Reproduce the following entries line for line without any changes, omitting the pictures from your output.
— Start WORKING DATA —
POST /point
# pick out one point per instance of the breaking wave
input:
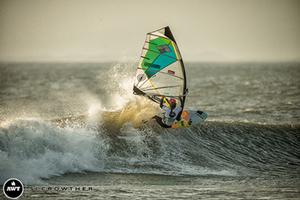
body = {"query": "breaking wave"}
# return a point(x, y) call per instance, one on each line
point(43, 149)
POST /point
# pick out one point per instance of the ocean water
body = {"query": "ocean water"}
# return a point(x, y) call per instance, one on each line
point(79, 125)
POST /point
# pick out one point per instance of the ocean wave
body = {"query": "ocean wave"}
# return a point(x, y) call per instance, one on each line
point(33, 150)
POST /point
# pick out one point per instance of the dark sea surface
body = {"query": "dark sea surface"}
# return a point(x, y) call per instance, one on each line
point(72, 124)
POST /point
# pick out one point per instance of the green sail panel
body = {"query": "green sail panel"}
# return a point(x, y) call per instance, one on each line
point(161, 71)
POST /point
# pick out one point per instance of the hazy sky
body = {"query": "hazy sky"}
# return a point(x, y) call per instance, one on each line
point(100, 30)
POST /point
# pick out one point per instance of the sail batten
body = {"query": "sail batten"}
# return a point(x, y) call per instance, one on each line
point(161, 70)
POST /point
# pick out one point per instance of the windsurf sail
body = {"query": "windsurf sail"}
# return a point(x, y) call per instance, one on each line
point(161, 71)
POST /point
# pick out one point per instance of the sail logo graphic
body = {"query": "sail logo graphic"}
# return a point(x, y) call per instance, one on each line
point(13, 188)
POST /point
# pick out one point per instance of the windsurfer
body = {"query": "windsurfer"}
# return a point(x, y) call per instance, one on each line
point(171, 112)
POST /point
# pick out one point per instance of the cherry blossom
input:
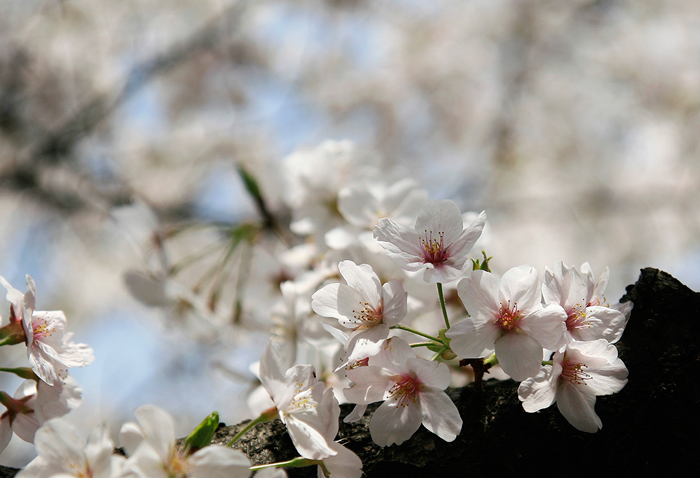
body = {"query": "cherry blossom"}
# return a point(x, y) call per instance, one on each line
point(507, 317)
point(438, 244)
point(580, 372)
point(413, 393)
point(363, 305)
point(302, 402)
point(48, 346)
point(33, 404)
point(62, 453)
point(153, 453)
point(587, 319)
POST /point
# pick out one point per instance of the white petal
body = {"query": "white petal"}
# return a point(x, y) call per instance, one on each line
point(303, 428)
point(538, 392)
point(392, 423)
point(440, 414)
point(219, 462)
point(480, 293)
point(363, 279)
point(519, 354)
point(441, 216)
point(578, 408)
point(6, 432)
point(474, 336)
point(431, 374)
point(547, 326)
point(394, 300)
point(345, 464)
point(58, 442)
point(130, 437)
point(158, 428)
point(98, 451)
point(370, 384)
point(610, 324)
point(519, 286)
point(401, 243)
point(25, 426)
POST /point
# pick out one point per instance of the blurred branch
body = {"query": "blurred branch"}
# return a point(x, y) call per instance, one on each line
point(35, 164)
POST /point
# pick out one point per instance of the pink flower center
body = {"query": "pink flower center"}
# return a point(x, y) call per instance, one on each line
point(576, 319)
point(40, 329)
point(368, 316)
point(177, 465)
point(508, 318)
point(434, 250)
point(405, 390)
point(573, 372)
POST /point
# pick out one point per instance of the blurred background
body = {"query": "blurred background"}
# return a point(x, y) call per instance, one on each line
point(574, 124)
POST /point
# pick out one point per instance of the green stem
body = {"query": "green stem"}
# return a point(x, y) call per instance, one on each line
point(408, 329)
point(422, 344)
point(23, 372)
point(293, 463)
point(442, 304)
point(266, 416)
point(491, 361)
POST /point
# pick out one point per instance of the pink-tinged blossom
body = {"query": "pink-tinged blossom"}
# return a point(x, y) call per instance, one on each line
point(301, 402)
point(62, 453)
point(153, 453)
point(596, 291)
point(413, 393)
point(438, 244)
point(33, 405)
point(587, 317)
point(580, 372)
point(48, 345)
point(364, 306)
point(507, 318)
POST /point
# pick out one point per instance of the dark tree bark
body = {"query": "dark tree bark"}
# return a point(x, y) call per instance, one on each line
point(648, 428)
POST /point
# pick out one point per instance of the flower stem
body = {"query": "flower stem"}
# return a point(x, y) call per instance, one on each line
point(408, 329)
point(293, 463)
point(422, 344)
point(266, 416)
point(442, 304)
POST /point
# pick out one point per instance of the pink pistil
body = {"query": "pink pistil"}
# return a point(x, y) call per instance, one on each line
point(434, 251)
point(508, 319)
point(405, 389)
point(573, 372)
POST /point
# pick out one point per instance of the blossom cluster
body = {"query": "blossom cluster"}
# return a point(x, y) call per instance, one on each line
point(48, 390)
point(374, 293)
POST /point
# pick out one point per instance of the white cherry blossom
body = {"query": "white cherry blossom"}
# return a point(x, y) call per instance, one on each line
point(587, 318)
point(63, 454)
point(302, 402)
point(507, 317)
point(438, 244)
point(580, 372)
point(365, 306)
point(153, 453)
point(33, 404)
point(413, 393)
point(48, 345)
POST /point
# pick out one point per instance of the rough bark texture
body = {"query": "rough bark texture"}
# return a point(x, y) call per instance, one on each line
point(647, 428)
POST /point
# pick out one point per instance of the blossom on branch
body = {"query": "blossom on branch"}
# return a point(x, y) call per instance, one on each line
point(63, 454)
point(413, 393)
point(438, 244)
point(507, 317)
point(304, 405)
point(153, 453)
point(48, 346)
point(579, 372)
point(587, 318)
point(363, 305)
— End WORKING DATA —
-- WORKED ANSWER --
POST /point
# pick out one point per instance of the breaking wave
input:
body = {"query": "breaking wave"}
# return a point(x, y) call per instance, one on each line
point(43, 149)
POST /point
# pick out one point per instance of the ocean water
body = {"query": "ocean water"}
# return a point(x, y) call per instance, one on each line
point(79, 125)
POST /point
# pick out one point per instance of the ocean wave
body = {"query": "ocean wave"}
# return a point(x, y) call per instance, one on each line
point(33, 150)
POST /point
# pick out one point per instance of the dark sea surface
body = {"query": "dark sea surface"}
# return a point(x, y) call per instance, one on each line
point(72, 124)
POST /point
# pick out one point per instance of the green sail panel
body = {"query": "green sail panel"}
# return a point(x, y) call per instance, one on each line
point(161, 71)
POST /point
# pick out one point per instance of the hazy sky
body = {"query": "hazy sky"}
# return a point(x, y) call per instance, one on each line
point(100, 30)
POST /point
# pick out one point per instance of the sail batten
body = {"query": "sail batten"}
# return a point(x, y) call per instance, one on each line
point(161, 70)
POST /point
# pick out one point per instance of the windsurf sail
body = {"query": "windsurf sail"}
# return a point(x, y) call per instance, one on each line
point(161, 71)
POST /point
# pick out one point per instance of the sail logo graphic
body = {"query": "sail logo graphic"}
# return a point(x, y) call per instance, one on each line
point(13, 188)
POST /point
# pick out one point per instance of the windsurfer
body = {"query": "windsurfer"}
# return a point(x, y) call per instance, one on each line
point(171, 112)
POST /point
# pick out one point per instance of the cherry blossom
input:
body = {"query": "cherry blossom"}
# return a point(x, y) call per instance, one on each line
point(507, 317)
point(438, 244)
point(580, 372)
point(413, 393)
point(363, 305)
point(302, 402)
point(48, 346)
point(33, 404)
point(62, 453)
point(153, 453)
point(587, 319)
POST /point
# pick out one point per instance of the white petal
body = {"query": "white petal"}
# return a point(x, y) call per instance, one on each line
point(303, 428)
point(538, 392)
point(392, 423)
point(440, 414)
point(219, 462)
point(480, 293)
point(363, 279)
point(519, 354)
point(441, 216)
point(578, 408)
point(6, 432)
point(474, 336)
point(431, 374)
point(547, 326)
point(394, 300)
point(345, 464)
point(58, 442)
point(130, 437)
point(158, 428)
point(98, 451)
point(370, 384)
point(610, 324)
point(519, 286)
point(401, 243)
point(25, 426)
POST /point
# pick out one point per instance of the blurred branch
body = {"query": "blurred branch"}
# return a point(x, y) call per instance, one on each line
point(35, 164)
POST /point
# pick out one point per instance of the pink flower center
body = {"query": "pink flower center"}
# return a point(x, y) call per instance, one on each line
point(576, 319)
point(40, 329)
point(368, 316)
point(177, 465)
point(508, 318)
point(434, 250)
point(405, 390)
point(573, 372)
POST /point
# pick out one point per instance of the blurred background
body = {"query": "blurred background"}
# return a point(x, y) call per instance, one on each line
point(574, 124)
POST /point
# pick out one point per instance of the green stem
body = {"query": "green stem"}
# return a point(x, y) call per instance, one on each line
point(408, 329)
point(422, 344)
point(23, 372)
point(293, 463)
point(442, 304)
point(266, 416)
point(491, 361)
POST /point
# pick out one point per instance of the pink-tinged blossom
body = {"query": "pink-tinged blossom"}
# return a point(x, y) call per instance, one on each line
point(301, 402)
point(62, 453)
point(153, 453)
point(596, 291)
point(413, 393)
point(438, 244)
point(33, 405)
point(587, 317)
point(580, 372)
point(48, 345)
point(364, 306)
point(507, 318)
POST /point
# pick out one point per instance of the dark tree bark
body = {"query": "dark tree bark"}
# return a point(x, y) call per instance, one on each line
point(648, 428)
POST /point
# pick out one point per instance of the flower stem
body = {"query": "flower stem"}
# return a point(x, y) call per instance, one on each line
point(408, 329)
point(293, 463)
point(422, 344)
point(266, 416)
point(442, 304)
POST /point
# pick out one point per instance of the pink pistil
body = {"query": "pink pistil"}
# return a point(x, y) call per instance, one on each line
point(434, 251)
point(508, 319)
point(405, 389)
point(573, 372)
POST /point
# pick out one point per instance of the blossom cluster
body = {"query": "blossom cluster"}
# return a point(x, y) call per instance, one on each line
point(48, 390)
point(374, 293)
POST /point
# pick out one point per instance of the white cherry blossom
body = {"query": "white cherry blossom"}
# return a point(x, y) call per instance, one on each line
point(587, 318)
point(63, 454)
point(302, 402)
point(507, 317)
point(438, 244)
point(580, 372)
point(365, 306)
point(153, 453)
point(33, 404)
point(413, 393)
point(48, 345)
POST /point
# pick out one point per instance of the rough bark texture
body = {"query": "rough bark texture"}
# return a point(x, y) call per instance, one on each line
point(647, 428)
POST /point
# pick out one point per instance of the blossom on branch
body = {"query": "blossom on branch"}
# return a point(x, y) call per instance, one on each line
point(63, 454)
point(413, 393)
point(438, 244)
point(507, 317)
point(304, 405)
point(153, 453)
point(48, 346)
point(579, 372)
point(587, 318)
point(363, 305)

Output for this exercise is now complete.